One part of the entries below is wanted: the lines from the one containing "box: [673, 184, 683, 353]" through the one containing "box: [392, 196, 414, 265]". Write those out exactly and nothing else.
━━ Excerpted data ━━
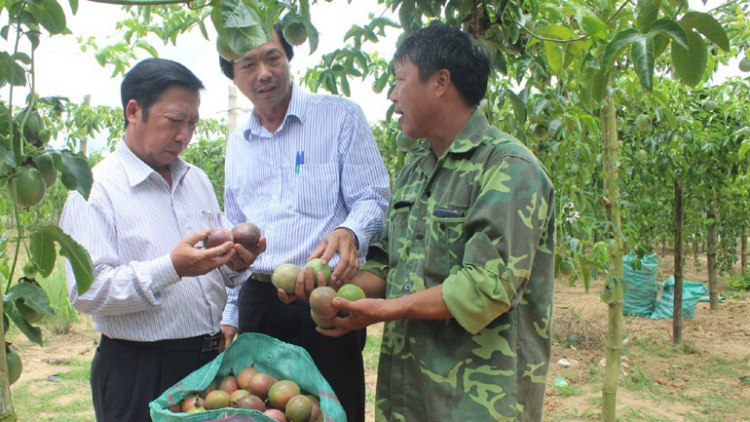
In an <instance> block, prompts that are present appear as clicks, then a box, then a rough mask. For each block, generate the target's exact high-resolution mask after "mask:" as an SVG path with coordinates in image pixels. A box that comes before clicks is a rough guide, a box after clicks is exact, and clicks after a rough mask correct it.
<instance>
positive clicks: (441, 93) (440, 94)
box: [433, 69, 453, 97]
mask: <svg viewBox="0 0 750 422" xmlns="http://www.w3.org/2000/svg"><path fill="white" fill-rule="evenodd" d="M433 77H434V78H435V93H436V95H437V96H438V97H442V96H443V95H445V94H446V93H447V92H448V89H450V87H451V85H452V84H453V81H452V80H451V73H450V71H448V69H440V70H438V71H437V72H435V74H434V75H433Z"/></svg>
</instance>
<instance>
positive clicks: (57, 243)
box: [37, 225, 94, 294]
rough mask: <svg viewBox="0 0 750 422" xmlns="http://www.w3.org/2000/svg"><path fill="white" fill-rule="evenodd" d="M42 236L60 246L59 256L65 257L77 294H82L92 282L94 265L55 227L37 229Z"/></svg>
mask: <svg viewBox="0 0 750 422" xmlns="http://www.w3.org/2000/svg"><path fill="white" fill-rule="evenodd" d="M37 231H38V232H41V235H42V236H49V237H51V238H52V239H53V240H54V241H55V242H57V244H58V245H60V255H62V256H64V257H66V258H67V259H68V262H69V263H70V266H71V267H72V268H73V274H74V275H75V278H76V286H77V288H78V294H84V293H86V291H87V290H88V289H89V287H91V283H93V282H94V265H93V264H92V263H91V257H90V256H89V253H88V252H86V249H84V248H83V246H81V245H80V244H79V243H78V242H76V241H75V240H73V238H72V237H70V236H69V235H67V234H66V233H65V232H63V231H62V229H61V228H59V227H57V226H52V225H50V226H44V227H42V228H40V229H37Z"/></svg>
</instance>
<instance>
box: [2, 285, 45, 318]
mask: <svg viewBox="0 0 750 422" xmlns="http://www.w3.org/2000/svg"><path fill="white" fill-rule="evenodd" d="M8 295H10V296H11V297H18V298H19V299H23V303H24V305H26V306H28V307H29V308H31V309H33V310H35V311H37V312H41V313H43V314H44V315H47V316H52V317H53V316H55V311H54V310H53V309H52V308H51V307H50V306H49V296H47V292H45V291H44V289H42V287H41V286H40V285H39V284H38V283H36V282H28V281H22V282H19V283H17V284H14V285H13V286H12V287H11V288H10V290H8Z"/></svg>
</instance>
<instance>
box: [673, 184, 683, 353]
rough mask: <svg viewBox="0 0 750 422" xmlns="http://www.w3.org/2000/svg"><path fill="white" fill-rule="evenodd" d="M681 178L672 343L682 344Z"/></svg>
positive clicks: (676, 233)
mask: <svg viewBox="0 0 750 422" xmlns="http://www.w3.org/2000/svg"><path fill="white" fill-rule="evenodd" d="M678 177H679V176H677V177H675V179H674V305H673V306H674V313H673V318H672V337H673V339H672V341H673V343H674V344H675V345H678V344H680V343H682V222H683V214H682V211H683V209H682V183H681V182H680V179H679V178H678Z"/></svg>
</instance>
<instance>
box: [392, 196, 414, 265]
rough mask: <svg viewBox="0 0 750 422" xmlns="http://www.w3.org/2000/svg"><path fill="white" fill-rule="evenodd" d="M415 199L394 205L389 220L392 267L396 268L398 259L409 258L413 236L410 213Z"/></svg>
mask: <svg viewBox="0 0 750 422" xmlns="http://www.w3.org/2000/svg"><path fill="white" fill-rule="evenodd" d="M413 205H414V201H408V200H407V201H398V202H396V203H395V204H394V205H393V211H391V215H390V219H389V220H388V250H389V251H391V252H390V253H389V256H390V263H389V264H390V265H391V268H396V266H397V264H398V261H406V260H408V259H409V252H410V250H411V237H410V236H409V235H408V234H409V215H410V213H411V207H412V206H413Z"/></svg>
━━━
▸ **Exercise answer**
box: [673, 184, 683, 353]
rough mask: <svg viewBox="0 0 750 422" xmlns="http://www.w3.org/2000/svg"><path fill="white" fill-rule="evenodd" d="M681 178L672 343L682 344Z"/></svg>
positive clicks: (676, 233)
mask: <svg viewBox="0 0 750 422" xmlns="http://www.w3.org/2000/svg"><path fill="white" fill-rule="evenodd" d="M678 177H679V176H677V177H675V179H674V305H673V306H674V313H673V318H672V337H673V339H672V341H673V343H674V344H675V345H678V344H680V343H682V222H683V214H682V211H683V209H682V183H681V182H680V179H679V178H678Z"/></svg>
</instance>
<instance>
box: [392, 196, 414, 265]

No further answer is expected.